Copy out the records word for word, from the line containing "Return the outline of every instance of the wooden" through the line containing "173 97 L 174", with both of those lines included.

• [EXCERPTED RECORDS]
= = = =
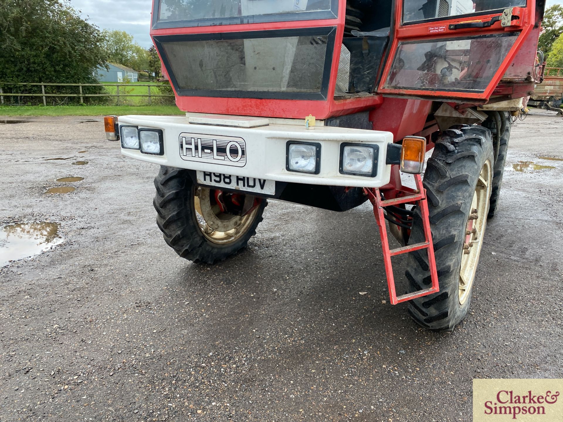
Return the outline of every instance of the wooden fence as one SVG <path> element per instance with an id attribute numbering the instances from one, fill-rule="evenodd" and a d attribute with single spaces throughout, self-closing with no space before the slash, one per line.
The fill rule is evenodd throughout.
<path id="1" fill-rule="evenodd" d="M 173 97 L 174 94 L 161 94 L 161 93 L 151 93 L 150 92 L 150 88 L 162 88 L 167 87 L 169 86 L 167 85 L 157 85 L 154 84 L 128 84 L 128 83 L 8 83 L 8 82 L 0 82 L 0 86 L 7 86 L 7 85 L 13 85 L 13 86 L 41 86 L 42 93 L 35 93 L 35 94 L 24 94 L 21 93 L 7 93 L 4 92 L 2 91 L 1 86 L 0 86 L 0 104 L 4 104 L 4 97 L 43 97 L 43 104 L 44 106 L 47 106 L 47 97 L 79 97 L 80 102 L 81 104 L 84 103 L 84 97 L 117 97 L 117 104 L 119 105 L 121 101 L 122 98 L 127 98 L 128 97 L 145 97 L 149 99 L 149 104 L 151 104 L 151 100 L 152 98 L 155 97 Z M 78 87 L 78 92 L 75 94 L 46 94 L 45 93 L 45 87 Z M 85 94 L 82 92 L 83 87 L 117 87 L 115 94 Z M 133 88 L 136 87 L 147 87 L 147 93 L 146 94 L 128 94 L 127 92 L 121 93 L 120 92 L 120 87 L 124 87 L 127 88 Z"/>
= = = =
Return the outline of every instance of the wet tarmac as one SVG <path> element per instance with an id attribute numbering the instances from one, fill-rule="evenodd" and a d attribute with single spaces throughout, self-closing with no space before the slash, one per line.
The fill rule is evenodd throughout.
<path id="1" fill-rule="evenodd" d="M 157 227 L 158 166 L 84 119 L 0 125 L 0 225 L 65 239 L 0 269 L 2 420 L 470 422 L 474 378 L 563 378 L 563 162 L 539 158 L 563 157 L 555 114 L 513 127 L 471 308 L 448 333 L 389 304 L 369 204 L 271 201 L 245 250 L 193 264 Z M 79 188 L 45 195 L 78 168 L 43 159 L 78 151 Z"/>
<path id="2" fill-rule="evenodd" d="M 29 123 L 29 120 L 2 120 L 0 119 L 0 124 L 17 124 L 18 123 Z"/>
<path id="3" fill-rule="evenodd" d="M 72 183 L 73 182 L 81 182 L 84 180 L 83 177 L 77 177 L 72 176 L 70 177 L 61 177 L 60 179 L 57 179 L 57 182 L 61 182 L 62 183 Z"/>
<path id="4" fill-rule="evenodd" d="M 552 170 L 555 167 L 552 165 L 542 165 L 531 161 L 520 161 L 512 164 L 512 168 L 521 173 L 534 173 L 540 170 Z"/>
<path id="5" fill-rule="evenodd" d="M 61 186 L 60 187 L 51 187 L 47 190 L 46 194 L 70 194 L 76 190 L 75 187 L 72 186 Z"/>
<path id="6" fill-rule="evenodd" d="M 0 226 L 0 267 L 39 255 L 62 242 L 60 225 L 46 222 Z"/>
= = = =
• [ANSWER TO THE EXERCISE]
Return the outline of every instance of the wooden fence as one SVG <path> element per instance with an id attribute numbering the instances from one, fill-rule="evenodd" and a d attribute with single spaces throughout, self-closing with no space before the slash, one per line.
The fill rule is evenodd throughout.
<path id="1" fill-rule="evenodd" d="M 173 97 L 174 94 L 161 94 L 161 93 L 151 93 L 150 92 L 150 88 L 162 88 L 167 87 L 169 86 L 167 85 L 157 85 L 154 84 L 128 84 L 128 83 L 8 83 L 8 82 L 0 82 L 0 86 L 7 86 L 7 85 L 13 85 L 13 86 L 41 86 L 42 93 L 35 93 L 35 94 L 24 94 L 21 93 L 7 93 L 4 92 L 2 91 L 1 86 L 0 86 L 0 104 L 4 104 L 4 97 L 43 97 L 43 104 L 44 106 L 47 106 L 47 97 L 79 97 L 80 102 L 81 104 L 84 103 L 84 97 L 117 97 L 117 104 L 119 105 L 121 101 L 122 98 L 127 98 L 128 97 L 145 97 L 149 99 L 149 104 L 151 104 L 151 100 L 152 98 L 155 97 Z M 78 87 L 78 92 L 75 94 L 46 94 L 45 93 L 45 87 Z M 85 94 L 82 92 L 83 87 L 117 87 L 115 94 Z M 133 88 L 136 87 L 147 87 L 147 93 L 146 94 L 128 94 L 127 92 L 121 93 L 120 92 L 120 87 L 124 87 L 127 88 Z"/>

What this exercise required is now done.